◆ MATERIAL FOR THIS TASK ◆

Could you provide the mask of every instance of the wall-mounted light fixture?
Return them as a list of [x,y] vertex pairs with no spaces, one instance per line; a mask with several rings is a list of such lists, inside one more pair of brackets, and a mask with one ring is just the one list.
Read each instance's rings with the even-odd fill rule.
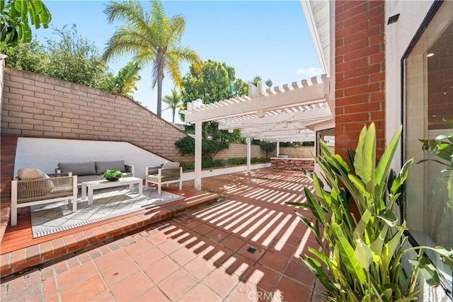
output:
==
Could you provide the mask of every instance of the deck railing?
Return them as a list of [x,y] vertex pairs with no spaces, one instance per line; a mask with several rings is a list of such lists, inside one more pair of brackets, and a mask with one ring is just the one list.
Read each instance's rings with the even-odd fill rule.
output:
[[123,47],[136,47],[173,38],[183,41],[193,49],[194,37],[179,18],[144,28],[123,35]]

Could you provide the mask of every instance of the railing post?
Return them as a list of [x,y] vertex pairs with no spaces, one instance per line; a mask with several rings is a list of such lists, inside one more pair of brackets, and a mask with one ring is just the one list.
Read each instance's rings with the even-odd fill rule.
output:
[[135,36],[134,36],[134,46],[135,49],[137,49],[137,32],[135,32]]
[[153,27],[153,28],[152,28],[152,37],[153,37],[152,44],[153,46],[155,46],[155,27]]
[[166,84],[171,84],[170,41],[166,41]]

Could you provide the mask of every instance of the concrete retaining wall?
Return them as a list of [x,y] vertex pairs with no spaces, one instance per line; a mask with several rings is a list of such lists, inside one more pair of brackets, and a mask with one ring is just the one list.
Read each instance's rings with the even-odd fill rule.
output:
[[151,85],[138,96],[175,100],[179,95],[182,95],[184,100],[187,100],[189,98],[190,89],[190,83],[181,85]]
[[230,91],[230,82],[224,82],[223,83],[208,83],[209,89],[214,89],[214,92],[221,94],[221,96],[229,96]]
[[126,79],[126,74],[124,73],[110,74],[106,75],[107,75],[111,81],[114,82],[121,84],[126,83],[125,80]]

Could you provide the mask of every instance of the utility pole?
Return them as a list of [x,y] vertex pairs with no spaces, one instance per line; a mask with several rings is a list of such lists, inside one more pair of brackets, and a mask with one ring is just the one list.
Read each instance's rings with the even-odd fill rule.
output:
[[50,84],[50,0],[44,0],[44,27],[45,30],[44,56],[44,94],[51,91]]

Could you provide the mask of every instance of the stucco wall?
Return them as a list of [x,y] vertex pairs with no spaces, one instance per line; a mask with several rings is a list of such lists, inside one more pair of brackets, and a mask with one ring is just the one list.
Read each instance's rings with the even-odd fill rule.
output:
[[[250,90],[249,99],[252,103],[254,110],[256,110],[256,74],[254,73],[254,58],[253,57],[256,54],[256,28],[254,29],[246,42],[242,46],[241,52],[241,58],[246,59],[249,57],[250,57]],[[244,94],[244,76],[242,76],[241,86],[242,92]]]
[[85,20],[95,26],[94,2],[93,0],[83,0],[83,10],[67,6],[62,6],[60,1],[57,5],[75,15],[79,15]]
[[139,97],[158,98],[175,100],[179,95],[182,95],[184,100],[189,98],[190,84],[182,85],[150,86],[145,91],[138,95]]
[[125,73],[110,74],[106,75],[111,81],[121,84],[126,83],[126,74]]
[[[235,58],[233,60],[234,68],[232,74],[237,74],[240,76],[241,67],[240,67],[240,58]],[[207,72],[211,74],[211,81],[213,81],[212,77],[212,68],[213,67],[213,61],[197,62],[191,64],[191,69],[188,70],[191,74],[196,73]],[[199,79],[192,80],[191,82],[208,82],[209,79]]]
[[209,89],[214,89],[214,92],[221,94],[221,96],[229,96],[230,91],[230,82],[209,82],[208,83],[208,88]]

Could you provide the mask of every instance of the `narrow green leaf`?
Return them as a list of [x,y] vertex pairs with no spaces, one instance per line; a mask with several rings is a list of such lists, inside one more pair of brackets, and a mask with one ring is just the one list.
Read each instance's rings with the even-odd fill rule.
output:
---
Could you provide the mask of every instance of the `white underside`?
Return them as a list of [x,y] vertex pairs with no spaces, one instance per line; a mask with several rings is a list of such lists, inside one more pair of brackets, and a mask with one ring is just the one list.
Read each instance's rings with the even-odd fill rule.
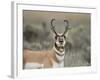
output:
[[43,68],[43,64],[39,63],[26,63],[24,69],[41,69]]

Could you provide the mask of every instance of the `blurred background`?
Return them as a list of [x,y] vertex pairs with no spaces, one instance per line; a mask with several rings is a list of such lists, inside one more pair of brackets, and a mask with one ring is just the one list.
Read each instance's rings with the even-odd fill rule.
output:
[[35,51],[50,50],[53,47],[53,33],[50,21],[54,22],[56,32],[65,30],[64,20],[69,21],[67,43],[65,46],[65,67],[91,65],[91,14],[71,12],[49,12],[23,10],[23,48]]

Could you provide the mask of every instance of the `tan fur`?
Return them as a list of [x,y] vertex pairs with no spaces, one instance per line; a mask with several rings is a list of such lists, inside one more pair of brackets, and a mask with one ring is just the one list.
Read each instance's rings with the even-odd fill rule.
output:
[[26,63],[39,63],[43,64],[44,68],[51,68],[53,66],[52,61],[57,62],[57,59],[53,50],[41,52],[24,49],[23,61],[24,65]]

◆ WHAT YOU NEED TO DO ◆
Pull out every line of the material that contains the string "railing", and copy each one in full. Matching is case-sensitive.

◆ SOLUTION FOR THIS PROBLEM ◆
Could you provide the mask of every instance of the deck railing?
Could you provide the mask of every instance of the railing post?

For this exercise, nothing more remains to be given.